Referring expression pointing data
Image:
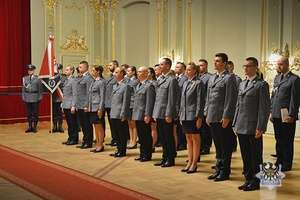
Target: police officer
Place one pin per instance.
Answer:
(32, 94)
(56, 102)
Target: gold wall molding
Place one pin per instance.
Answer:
(74, 5)
(74, 43)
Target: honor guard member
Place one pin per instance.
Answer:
(32, 94)
(56, 102)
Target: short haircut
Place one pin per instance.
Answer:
(85, 63)
(254, 60)
(184, 66)
(203, 60)
(168, 61)
(115, 62)
(194, 66)
(223, 56)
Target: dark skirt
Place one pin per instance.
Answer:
(190, 127)
(94, 119)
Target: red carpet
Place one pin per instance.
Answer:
(51, 181)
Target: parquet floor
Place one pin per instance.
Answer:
(162, 183)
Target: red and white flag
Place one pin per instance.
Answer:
(47, 71)
(47, 68)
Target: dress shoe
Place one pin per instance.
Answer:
(168, 164)
(185, 170)
(133, 147)
(181, 148)
(221, 178)
(98, 151)
(113, 144)
(65, 142)
(28, 130)
(192, 171)
(244, 185)
(120, 155)
(252, 186)
(71, 143)
(145, 159)
(137, 158)
(160, 163)
(213, 176)
(113, 154)
(286, 168)
(85, 146)
(204, 152)
(153, 149)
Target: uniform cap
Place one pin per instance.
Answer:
(31, 67)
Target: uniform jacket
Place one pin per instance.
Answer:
(69, 89)
(221, 97)
(144, 99)
(167, 91)
(252, 108)
(32, 90)
(97, 94)
(192, 100)
(133, 82)
(286, 94)
(110, 82)
(120, 101)
(83, 86)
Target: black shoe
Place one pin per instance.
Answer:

## Your instructions
Copy each entry above exactly; drop the pictures.

## Exercise response
Image:
Target: police officer
Place one pin per instance.
Answer:
(32, 94)
(56, 102)
Target: gold wall molding
Place one pin per instance.
Answer:
(74, 5)
(74, 43)
Target: honor guard member
Place one pin per instance.
Answer:
(32, 94)
(56, 102)
Target: short haircut
Place one pin per instance.
Answer:
(85, 63)
(254, 60)
(184, 66)
(203, 60)
(168, 61)
(115, 62)
(194, 66)
(223, 56)
Target: dark skirt
Place one pin per instance.
Answer:
(190, 127)
(94, 119)
Target: red carpet
Place one pin per instance.
Answer:
(51, 181)
Target: parquet floor
Place one pin per instance.
Answer:
(162, 183)
Target: red and white flag
Place one pin per instance.
Answer:
(47, 71)
(47, 68)
Target: dress shoe
Place one pin per instance.
Answer:
(168, 164)
(185, 170)
(133, 147)
(181, 148)
(221, 178)
(98, 151)
(113, 144)
(65, 142)
(28, 130)
(192, 171)
(244, 185)
(120, 155)
(252, 186)
(71, 143)
(145, 159)
(137, 158)
(160, 163)
(213, 176)
(113, 154)
(286, 168)
(85, 146)
(204, 152)
(153, 149)
Target: uniform cap
Place one pin per instance.
Answer:
(31, 67)
Target: uniform jacket
Place one pin per instance.
Answer:
(69, 89)
(221, 97)
(144, 99)
(167, 91)
(252, 108)
(32, 90)
(97, 94)
(192, 100)
(133, 82)
(286, 94)
(110, 82)
(120, 101)
(83, 86)
Target: black shoe
Place one pin per instance.
Answer:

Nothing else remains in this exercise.